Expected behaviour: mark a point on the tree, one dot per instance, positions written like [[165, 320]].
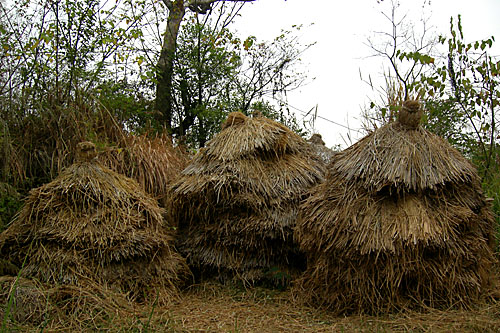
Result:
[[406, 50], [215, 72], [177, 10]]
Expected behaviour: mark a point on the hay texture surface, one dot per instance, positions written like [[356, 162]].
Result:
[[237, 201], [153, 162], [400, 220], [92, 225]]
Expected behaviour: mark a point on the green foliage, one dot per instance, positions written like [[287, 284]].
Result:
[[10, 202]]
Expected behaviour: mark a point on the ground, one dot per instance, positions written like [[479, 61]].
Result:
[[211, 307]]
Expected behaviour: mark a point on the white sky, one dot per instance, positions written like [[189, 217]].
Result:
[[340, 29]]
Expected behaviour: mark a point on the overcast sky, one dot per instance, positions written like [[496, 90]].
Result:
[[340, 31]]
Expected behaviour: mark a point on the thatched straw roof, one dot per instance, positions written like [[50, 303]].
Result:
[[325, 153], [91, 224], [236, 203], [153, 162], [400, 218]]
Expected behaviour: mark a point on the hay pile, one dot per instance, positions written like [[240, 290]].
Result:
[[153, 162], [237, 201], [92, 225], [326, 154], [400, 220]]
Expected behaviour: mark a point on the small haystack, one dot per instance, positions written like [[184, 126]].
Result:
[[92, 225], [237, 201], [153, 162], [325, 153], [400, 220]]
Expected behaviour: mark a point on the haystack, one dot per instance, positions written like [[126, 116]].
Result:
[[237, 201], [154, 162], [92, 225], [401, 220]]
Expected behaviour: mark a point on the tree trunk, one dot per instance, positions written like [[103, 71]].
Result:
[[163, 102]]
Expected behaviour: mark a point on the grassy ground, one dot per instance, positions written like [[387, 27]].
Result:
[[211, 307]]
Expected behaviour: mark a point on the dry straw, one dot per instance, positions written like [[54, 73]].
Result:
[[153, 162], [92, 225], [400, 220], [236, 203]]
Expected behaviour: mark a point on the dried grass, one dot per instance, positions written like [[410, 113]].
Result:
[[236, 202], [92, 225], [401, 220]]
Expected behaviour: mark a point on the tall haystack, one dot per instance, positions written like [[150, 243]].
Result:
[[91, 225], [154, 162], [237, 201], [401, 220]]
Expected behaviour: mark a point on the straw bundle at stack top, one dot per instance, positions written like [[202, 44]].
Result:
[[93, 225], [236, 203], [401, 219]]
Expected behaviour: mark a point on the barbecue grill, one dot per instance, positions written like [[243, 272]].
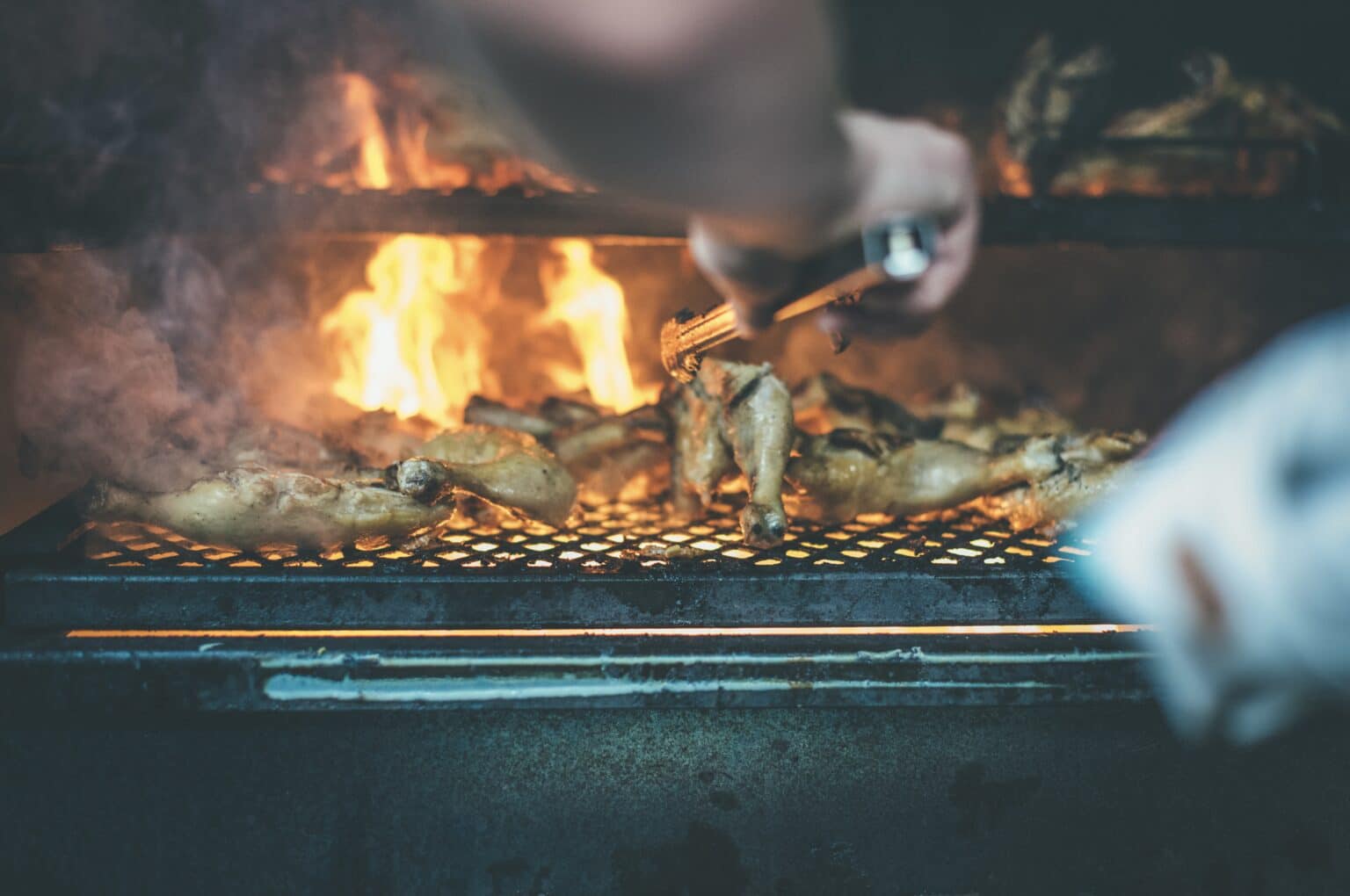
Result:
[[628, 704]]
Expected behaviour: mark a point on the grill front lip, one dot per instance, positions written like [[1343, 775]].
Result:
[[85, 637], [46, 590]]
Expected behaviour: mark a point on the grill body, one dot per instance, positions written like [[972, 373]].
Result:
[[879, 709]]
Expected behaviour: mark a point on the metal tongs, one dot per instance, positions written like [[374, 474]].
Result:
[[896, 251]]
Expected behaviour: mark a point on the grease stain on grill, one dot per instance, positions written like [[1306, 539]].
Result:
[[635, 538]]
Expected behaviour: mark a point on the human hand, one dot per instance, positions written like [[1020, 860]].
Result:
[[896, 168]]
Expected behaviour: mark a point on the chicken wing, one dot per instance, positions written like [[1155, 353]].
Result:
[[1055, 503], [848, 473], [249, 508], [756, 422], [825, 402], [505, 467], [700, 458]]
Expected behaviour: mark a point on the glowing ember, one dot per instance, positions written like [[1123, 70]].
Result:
■ ■ ■ ■ ■ ■ ■
Work to do: Copy the part of the material that opens with the line containing "Expected behaviour: mark a point on the barbecue" and closes with the one containing "[[85, 637], [46, 590]]", keeping the requests and their sample positions unchanged but scaling every point coordinate in the results by 2.35, rounded to whole numbers with halves going up. Give only those lines and leave the picture out.

Completed task:
Expected behaviour: mark a point on the barbecue grill, one dot per instance, positions written like [[243, 272]].
Result:
[[1476, 1654]]
Expected behaviour: mark a point on the grill front lip, one dot per instance, positions written like [[1343, 775]].
Result:
[[200, 1497], [108, 1387]]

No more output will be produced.